Instructions to follow:
Every line from the start of the entries up to and including the one bearing "the storefront awning." must be printed verbatim, without the pictures.
<<<<
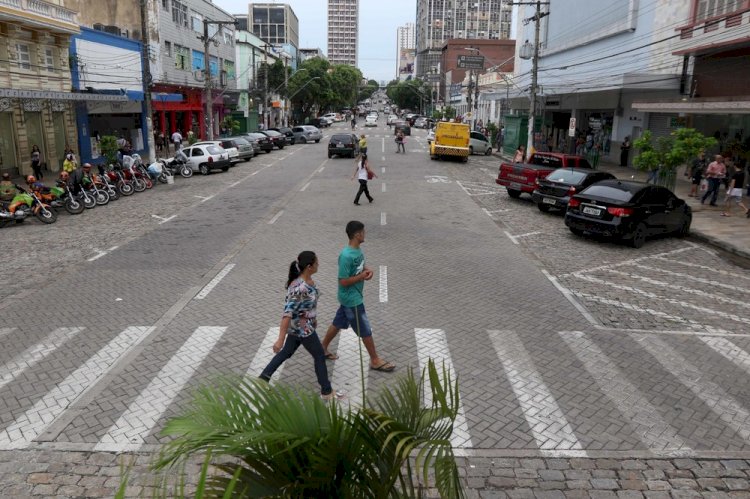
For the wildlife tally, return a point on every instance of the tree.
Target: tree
(262, 441)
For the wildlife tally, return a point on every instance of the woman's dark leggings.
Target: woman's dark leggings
(312, 344)
(363, 188)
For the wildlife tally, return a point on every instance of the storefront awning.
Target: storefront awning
(53, 95)
(696, 106)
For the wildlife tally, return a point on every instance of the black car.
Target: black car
(287, 132)
(628, 210)
(277, 139)
(555, 190)
(262, 140)
(343, 144)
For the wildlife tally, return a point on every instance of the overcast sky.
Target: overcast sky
(378, 20)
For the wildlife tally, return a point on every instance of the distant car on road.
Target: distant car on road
(628, 210)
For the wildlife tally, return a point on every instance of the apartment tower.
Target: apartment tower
(343, 27)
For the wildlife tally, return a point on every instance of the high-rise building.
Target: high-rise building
(441, 20)
(405, 45)
(343, 27)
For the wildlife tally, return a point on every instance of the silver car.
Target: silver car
(306, 133)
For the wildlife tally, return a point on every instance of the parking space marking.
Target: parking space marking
(432, 344)
(383, 277)
(264, 354)
(212, 284)
(729, 351)
(37, 419)
(36, 353)
(653, 431)
(133, 426)
(694, 278)
(275, 217)
(547, 421)
(347, 370)
(726, 408)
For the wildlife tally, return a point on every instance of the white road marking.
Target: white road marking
(729, 351)
(725, 407)
(653, 431)
(650, 311)
(694, 278)
(133, 426)
(629, 262)
(383, 283)
(347, 370)
(704, 267)
(546, 420)
(677, 287)
(38, 418)
(212, 284)
(432, 344)
(34, 354)
(264, 354)
(275, 217)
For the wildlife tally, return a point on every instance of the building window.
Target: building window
(23, 56)
(712, 8)
(49, 59)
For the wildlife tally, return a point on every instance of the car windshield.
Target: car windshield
(566, 176)
(620, 193)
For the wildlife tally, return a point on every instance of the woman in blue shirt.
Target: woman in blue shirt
(299, 321)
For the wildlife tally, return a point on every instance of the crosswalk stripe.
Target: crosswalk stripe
(729, 351)
(432, 343)
(347, 374)
(34, 354)
(264, 355)
(653, 431)
(38, 418)
(722, 404)
(128, 433)
(546, 420)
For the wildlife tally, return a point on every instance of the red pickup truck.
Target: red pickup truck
(523, 177)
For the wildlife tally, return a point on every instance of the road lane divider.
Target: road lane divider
(212, 284)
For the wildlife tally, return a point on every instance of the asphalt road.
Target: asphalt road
(563, 346)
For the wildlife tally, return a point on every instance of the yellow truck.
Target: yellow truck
(451, 141)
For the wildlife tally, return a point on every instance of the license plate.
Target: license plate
(592, 211)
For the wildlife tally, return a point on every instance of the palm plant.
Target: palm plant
(262, 441)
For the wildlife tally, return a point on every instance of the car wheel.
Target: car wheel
(639, 236)
(684, 229)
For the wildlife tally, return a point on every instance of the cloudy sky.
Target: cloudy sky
(378, 20)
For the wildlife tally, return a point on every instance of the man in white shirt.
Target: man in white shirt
(177, 140)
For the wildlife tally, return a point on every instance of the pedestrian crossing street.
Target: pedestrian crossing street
(549, 422)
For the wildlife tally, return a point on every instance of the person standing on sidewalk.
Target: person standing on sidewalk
(363, 173)
(714, 173)
(298, 322)
(351, 313)
(696, 173)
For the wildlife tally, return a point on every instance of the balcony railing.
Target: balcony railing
(714, 31)
(43, 9)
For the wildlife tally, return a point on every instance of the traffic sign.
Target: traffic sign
(470, 62)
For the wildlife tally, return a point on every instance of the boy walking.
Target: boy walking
(351, 313)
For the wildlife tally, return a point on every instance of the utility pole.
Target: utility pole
(147, 80)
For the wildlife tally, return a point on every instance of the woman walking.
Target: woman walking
(363, 174)
(36, 162)
(298, 322)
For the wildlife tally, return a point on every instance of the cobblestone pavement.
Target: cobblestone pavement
(583, 372)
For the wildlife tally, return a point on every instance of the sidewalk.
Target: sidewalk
(729, 234)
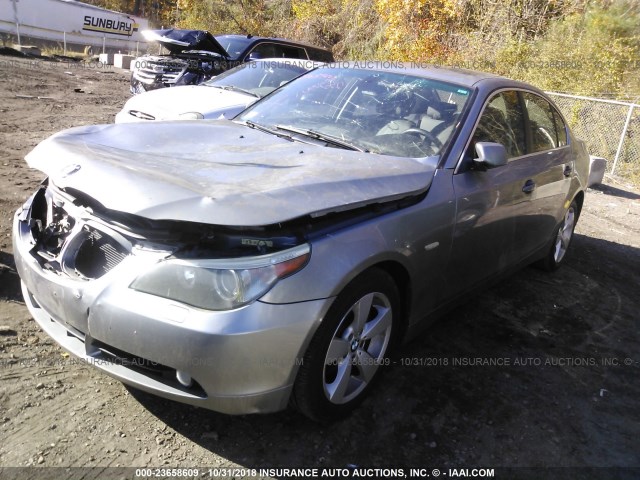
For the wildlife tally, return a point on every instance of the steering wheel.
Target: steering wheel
(425, 133)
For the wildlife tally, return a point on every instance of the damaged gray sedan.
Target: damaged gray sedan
(276, 259)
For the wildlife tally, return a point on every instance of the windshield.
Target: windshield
(257, 78)
(379, 112)
(233, 44)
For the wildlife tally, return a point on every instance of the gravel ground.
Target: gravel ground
(539, 371)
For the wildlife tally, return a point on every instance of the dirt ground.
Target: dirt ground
(539, 371)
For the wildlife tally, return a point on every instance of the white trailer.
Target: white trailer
(70, 23)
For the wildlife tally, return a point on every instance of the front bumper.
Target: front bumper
(239, 361)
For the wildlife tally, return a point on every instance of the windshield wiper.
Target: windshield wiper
(262, 128)
(236, 89)
(338, 142)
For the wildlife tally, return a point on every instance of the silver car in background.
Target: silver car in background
(275, 259)
(223, 96)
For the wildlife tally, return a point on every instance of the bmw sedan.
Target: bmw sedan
(276, 259)
(223, 96)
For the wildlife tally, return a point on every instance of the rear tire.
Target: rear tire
(347, 352)
(561, 240)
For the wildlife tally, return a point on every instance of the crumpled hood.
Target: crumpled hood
(176, 40)
(221, 173)
(169, 103)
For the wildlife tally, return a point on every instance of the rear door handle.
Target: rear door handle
(529, 186)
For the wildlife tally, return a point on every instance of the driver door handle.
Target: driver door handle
(529, 186)
(567, 170)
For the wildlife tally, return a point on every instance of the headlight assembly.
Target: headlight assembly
(222, 284)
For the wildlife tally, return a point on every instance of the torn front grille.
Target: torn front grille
(97, 254)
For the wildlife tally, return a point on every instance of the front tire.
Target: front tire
(346, 353)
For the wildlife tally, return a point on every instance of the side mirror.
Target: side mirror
(491, 154)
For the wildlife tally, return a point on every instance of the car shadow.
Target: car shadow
(616, 192)
(9, 279)
(493, 381)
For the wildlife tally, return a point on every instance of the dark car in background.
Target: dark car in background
(195, 56)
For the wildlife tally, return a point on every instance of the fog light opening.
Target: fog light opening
(184, 378)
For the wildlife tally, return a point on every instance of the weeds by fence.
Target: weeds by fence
(611, 130)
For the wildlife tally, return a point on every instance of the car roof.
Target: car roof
(459, 76)
(299, 62)
(254, 38)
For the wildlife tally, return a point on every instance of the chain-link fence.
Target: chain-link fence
(610, 129)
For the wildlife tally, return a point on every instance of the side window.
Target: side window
(561, 129)
(542, 123)
(286, 51)
(264, 50)
(502, 121)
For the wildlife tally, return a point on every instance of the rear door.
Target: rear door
(548, 166)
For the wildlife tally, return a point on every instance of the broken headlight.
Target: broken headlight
(222, 284)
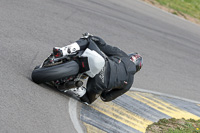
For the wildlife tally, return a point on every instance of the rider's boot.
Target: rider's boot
(79, 92)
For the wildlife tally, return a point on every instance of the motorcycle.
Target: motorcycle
(62, 72)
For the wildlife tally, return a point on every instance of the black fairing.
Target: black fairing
(47, 74)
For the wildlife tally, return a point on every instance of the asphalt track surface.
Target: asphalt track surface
(30, 28)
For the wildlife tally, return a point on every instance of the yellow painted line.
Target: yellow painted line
(92, 129)
(122, 115)
(162, 106)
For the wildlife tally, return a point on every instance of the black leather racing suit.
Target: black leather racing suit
(115, 78)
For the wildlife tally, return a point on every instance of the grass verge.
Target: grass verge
(174, 126)
(188, 9)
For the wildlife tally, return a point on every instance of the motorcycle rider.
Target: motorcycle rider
(111, 77)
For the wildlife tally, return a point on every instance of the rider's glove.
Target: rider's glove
(67, 50)
(87, 35)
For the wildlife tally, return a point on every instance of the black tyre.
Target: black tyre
(47, 74)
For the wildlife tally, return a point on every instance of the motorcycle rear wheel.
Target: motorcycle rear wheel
(47, 74)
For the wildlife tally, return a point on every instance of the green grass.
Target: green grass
(175, 126)
(189, 7)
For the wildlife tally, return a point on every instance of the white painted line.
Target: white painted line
(163, 94)
(73, 115)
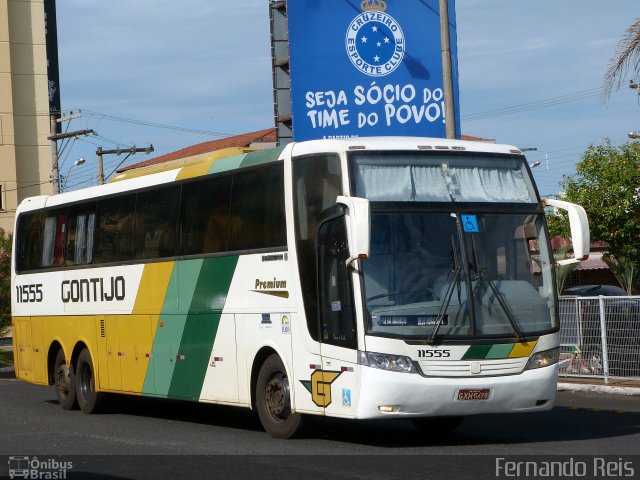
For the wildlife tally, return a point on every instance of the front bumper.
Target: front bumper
(412, 395)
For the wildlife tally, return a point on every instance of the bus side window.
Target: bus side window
(205, 216)
(29, 241)
(156, 223)
(114, 235)
(80, 234)
(55, 224)
(257, 210)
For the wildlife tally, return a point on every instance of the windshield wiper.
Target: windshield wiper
(452, 280)
(481, 271)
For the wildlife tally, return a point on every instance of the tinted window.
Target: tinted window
(156, 223)
(53, 238)
(80, 234)
(257, 209)
(316, 184)
(114, 236)
(337, 315)
(29, 246)
(205, 215)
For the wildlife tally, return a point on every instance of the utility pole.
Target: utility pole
(635, 135)
(55, 171)
(447, 71)
(118, 151)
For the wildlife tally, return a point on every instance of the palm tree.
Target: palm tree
(627, 54)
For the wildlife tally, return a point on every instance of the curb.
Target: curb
(584, 387)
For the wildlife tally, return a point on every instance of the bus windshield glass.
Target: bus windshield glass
(444, 264)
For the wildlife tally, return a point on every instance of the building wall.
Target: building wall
(25, 155)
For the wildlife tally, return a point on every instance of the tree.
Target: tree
(607, 185)
(6, 240)
(627, 54)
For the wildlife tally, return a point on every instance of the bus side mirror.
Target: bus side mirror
(357, 217)
(579, 225)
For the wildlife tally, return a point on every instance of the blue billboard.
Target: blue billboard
(366, 68)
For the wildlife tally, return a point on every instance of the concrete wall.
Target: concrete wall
(25, 157)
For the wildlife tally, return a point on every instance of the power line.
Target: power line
(103, 116)
(547, 102)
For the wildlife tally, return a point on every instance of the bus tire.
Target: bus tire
(89, 399)
(65, 383)
(437, 424)
(273, 400)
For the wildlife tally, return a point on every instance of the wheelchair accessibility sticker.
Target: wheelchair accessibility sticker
(469, 223)
(346, 397)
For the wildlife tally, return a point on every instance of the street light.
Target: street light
(79, 161)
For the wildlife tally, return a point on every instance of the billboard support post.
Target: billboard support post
(447, 73)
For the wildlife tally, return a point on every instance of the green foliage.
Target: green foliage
(558, 224)
(625, 271)
(562, 271)
(607, 185)
(6, 240)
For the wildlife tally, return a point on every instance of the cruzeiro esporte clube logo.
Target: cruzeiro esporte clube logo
(375, 42)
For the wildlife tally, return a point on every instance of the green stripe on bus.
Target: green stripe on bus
(500, 351)
(171, 326)
(208, 299)
(226, 164)
(477, 352)
(261, 156)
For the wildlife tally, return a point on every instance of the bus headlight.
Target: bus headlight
(383, 361)
(543, 359)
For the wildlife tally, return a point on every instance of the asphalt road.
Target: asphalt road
(170, 434)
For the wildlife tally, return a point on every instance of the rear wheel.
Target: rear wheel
(273, 400)
(437, 424)
(89, 399)
(65, 383)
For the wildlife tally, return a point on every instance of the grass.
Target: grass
(6, 358)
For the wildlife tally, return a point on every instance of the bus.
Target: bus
(363, 278)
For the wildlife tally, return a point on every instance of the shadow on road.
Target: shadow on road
(559, 424)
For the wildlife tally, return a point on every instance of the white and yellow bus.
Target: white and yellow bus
(366, 278)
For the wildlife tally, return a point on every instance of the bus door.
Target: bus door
(337, 318)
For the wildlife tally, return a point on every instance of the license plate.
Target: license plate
(474, 394)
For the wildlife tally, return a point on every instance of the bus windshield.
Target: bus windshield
(454, 266)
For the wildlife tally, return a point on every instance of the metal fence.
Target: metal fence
(600, 336)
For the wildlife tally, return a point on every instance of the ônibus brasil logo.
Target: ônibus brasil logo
(375, 42)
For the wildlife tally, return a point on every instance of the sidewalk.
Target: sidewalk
(616, 386)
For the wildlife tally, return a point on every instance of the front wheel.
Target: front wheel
(65, 383)
(89, 399)
(437, 424)
(273, 400)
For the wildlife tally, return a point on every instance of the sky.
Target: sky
(174, 74)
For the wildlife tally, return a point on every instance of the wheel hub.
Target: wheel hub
(63, 379)
(277, 397)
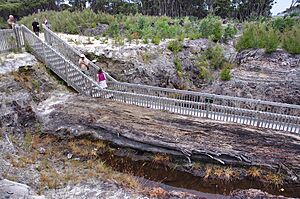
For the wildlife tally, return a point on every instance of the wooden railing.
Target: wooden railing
(264, 114)
(11, 39)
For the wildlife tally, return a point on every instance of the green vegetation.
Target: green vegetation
(213, 60)
(178, 66)
(291, 40)
(229, 32)
(134, 27)
(216, 56)
(270, 35)
(175, 46)
(211, 27)
(225, 73)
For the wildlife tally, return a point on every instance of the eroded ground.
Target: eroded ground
(51, 140)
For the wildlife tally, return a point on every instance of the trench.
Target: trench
(142, 166)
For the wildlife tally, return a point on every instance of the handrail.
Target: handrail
(257, 113)
(48, 31)
(138, 87)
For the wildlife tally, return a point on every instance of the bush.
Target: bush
(175, 46)
(252, 36)
(225, 73)
(271, 40)
(205, 73)
(291, 40)
(178, 64)
(281, 23)
(211, 27)
(229, 32)
(156, 40)
(216, 56)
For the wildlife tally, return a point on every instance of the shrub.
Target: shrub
(281, 23)
(205, 73)
(175, 46)
(252, 36)
(113, 30)
(271, 40)
(229, 32)
(156, 40)
(215, 55)
(178, 64)
(211, 27)
(225, 74)
(291, 40)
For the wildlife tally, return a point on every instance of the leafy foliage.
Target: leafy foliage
(259, 35)
(132, 27)
(175, 46)
(225, 73)
(291, 40)
(229, 32)
(211, 27)
(271, 34)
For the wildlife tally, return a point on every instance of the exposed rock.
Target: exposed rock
(99, 30)
(11, 62)
(128, 126)
(96, 189)
(14, 190)
(252, 194)
(272, 77)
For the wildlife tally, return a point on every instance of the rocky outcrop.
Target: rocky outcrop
(128, 126)
(12, 62)
(45, 106)
(14, 190)
(98, 30)
(272, 77)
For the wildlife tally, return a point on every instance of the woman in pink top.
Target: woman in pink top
(101, 78)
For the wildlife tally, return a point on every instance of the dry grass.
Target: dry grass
(254, 172)
(229, 173)
(161, 158)
(196, 166)
(208, 171)
(218, 171)
(274, 178)
(158, 193)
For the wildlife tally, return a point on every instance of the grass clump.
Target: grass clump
(211, 27)
(259, 35)
(225, 73)
(216, 56)
(134, 27)
(175, 46)
(272, 34)
(156, 40)
(229, 32)
(291, 40)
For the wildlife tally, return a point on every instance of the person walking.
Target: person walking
(84, 64)
(46, 23)
(36, 27)
(101, 78)
(11, 21)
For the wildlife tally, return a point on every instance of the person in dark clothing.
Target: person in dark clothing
(36, 27)
(11, 21)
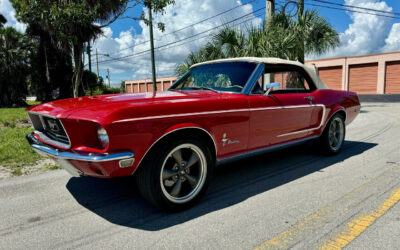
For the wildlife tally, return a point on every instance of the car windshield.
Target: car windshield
(224, 77)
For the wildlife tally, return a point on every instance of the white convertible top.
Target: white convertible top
(319, 84)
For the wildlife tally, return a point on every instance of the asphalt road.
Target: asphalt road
(293, 198)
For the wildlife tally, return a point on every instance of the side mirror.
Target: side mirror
(269, 87)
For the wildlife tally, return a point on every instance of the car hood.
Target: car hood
(98, 108)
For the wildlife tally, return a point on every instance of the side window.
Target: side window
(290, 80)
(258, 87)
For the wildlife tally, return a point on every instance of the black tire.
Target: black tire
(161, 191)
(330, 143)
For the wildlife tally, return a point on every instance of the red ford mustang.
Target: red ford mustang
(217, 112)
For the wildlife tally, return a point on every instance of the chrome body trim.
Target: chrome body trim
(310, 129)
(341, 109)
(253, 78)
(154, 143)
(215, 112)
(46, 150)
(262, 150)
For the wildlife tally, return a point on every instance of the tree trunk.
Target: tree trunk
(77, 77)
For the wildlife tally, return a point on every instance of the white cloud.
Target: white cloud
(367, 34)
(393, 40)
(182, 14)
(8, 12)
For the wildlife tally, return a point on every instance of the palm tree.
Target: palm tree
(15, 49)
(281, 37)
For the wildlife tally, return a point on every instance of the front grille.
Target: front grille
(50, 130)
(54, 128)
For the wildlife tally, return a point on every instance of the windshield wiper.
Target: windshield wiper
(204, 88)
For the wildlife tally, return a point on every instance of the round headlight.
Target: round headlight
(103, 136)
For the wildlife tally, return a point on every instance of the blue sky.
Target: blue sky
(359, 33)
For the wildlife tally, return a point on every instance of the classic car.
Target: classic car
(217, 112)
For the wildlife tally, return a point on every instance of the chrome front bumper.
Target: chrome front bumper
>>>>
Answer to this task:
For the wildlife tally, return a point on every instance of the tree.
Target: tree
(262, 441)
For the wildlife tally, return a point on every instance of the woman's dark leggings.
Target: woman's dark leggings
(312, 344)
(363, 188)
For the wildlife tally, return a point on every instance of the storefront awning.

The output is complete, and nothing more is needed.